**Excerpt:**
+===+

A collaborative response to addressing family violence with racialized and diverse communities during pandemic recovery in Peel region.
The COVID-19 pandemic has greatly impacted the health and well-being of individuals, families, and communities around the world. Public health interventions such as social distancing and “lock-downs” have led to indirect and wider health consequences such as family violence. Improving access to survivor-centred services and community resources can help improve outcomes for people experiencing family violence, yet many survivors and their families face barriers to accessing holistic and culturally appropriate services. Previous research with racialized and diverse communities shows the need for multilevel approaches that consider individual, family, community, and systemic factors. The Peel region, Ontario, in which our project is based, has seen some of the highest rates of COVID-19 infections in Canada and is an ideal setting for understanding how racialized and diverse communities have experienced family violence throughout the pandemic. Building from the region's Community Safety and Well-being plan, we will engage a diverse group of community members who have experienced family violence, service providers, and researchers to guide all project activities. Through photo-narrative methods, a community prioritization activity, and a hackathon-style event, we will explore experiences of family violence and co-create preventative interventions during pandemic recovery that are evidence-informed and culturally sensitive to help racialized and diverse families at-risk of experiencing family violence in Peel. This project presents an opportunity for collective innovation to develop meaningful and accessible interventions that could prevent family violence during future health emergencies and pandemics. By centering community voices, we expect these family violence preventative interventions will be relevant to diverse communities across geographical settings and can be tested and evaluated in other regions of Ontario and Canada.

+===+

**Record set:**
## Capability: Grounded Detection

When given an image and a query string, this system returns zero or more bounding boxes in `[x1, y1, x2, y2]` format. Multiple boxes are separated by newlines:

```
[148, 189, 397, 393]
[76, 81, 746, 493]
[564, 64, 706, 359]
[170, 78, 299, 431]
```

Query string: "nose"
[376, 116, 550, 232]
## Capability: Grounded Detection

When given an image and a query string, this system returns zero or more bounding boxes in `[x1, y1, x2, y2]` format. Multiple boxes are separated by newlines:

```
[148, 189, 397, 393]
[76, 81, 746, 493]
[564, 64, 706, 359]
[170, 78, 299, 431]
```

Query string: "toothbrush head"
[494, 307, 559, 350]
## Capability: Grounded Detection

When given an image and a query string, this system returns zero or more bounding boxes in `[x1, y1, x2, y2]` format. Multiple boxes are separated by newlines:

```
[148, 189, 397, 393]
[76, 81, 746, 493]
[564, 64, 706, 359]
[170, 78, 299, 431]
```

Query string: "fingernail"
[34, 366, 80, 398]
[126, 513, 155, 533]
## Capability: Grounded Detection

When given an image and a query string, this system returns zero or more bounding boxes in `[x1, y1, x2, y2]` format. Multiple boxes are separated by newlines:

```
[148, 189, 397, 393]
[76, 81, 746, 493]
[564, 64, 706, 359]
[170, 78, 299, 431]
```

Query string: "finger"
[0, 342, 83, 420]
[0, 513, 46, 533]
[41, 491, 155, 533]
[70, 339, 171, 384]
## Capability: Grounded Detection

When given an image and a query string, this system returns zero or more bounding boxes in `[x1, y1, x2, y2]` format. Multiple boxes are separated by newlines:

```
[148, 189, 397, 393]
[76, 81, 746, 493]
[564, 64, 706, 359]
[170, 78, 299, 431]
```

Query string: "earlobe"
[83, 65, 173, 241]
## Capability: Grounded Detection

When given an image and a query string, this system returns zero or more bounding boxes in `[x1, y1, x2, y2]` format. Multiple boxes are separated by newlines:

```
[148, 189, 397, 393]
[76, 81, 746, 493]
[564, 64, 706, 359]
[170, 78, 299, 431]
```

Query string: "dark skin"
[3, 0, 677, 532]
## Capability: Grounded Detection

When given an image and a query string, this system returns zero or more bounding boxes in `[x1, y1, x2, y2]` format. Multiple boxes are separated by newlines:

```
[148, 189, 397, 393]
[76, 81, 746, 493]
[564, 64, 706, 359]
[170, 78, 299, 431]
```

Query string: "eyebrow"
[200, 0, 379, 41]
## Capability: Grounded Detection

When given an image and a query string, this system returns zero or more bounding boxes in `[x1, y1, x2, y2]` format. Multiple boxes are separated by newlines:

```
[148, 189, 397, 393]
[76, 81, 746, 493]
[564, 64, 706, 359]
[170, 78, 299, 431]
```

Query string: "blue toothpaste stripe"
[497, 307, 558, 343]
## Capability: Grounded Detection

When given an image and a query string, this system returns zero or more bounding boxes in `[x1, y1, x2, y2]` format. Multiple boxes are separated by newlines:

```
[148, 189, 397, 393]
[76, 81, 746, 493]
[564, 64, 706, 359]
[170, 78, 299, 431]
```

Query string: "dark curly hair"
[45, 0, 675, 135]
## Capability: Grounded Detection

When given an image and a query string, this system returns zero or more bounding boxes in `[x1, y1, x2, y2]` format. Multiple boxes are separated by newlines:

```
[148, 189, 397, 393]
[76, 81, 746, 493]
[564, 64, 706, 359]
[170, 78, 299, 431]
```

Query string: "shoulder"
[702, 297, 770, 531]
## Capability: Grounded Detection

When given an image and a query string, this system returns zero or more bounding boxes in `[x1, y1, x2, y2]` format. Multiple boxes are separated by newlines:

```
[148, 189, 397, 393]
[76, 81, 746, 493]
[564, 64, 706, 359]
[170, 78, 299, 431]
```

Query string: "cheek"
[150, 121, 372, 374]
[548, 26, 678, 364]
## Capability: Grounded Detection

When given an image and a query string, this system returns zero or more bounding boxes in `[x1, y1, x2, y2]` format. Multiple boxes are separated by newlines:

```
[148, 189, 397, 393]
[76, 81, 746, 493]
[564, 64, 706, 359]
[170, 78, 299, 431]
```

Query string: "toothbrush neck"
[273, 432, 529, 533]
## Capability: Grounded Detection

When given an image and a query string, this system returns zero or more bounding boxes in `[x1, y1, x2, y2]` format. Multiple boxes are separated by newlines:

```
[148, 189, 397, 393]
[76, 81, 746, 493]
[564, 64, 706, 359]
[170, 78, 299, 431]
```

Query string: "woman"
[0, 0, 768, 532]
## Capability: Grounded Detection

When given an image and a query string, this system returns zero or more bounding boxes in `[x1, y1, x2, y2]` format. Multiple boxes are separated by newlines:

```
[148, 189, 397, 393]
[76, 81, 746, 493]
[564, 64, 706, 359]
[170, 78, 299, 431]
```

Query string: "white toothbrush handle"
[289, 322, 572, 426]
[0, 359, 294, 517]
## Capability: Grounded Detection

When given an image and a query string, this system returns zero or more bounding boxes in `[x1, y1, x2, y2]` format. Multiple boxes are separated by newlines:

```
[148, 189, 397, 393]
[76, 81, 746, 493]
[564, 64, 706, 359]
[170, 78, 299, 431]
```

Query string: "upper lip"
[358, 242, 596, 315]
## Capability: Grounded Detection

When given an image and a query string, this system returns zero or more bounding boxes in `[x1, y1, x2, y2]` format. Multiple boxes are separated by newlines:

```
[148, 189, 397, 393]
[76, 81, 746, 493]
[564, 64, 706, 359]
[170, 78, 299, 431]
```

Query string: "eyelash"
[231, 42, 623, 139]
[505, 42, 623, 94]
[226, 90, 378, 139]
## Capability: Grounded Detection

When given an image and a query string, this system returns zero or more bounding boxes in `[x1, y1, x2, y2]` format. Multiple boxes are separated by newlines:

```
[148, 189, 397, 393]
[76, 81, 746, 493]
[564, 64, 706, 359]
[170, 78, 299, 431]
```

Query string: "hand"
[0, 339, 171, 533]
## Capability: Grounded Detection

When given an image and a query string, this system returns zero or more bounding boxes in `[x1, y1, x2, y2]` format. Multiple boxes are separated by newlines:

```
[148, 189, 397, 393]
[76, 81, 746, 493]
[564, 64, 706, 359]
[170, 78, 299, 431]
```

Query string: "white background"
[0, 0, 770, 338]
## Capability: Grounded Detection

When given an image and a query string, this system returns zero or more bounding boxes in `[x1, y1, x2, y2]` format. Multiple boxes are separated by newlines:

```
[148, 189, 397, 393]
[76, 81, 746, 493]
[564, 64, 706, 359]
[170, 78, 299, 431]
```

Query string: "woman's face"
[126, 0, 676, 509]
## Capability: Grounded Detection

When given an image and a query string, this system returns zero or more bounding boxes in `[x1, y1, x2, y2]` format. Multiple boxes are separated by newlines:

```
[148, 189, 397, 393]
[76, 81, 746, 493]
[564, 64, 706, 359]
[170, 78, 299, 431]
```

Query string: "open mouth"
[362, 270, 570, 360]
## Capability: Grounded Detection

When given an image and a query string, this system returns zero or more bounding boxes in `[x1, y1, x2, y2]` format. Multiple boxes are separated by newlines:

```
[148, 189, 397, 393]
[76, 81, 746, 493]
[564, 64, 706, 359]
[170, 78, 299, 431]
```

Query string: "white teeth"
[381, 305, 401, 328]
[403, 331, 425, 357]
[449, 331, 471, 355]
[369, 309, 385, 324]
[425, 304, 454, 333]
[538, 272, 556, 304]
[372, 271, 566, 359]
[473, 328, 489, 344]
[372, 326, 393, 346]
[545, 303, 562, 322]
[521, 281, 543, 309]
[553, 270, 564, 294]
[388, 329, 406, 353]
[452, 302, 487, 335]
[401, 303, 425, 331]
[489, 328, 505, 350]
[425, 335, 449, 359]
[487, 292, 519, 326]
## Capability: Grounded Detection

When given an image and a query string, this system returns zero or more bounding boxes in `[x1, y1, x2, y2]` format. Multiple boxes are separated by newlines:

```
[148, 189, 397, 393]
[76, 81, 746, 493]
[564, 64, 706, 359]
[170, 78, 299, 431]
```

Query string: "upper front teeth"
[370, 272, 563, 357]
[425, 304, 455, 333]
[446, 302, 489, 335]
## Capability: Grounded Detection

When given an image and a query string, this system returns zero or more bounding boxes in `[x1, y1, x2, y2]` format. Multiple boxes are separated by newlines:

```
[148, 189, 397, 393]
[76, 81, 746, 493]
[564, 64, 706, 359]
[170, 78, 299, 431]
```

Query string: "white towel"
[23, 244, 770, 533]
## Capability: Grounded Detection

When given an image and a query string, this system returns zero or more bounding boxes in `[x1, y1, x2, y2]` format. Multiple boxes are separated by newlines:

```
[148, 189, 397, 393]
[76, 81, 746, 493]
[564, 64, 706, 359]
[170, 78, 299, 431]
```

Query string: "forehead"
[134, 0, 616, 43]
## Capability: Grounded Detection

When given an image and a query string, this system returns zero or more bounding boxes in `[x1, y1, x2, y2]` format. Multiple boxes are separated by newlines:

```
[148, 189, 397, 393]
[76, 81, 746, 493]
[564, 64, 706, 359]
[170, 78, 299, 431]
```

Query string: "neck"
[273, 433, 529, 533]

+===+

**What is expected:**
According to the summary on family violence in Peel, why is the Peel region an ideal setting for the project? Answer in one to three sentences.

**Task output:**
The Peel region has seen some of the highest rates of COVID-19 infections in Canada. That makes it an ideal place to understand how racialized and diverse communities have experienced family violence throughout the pandemic.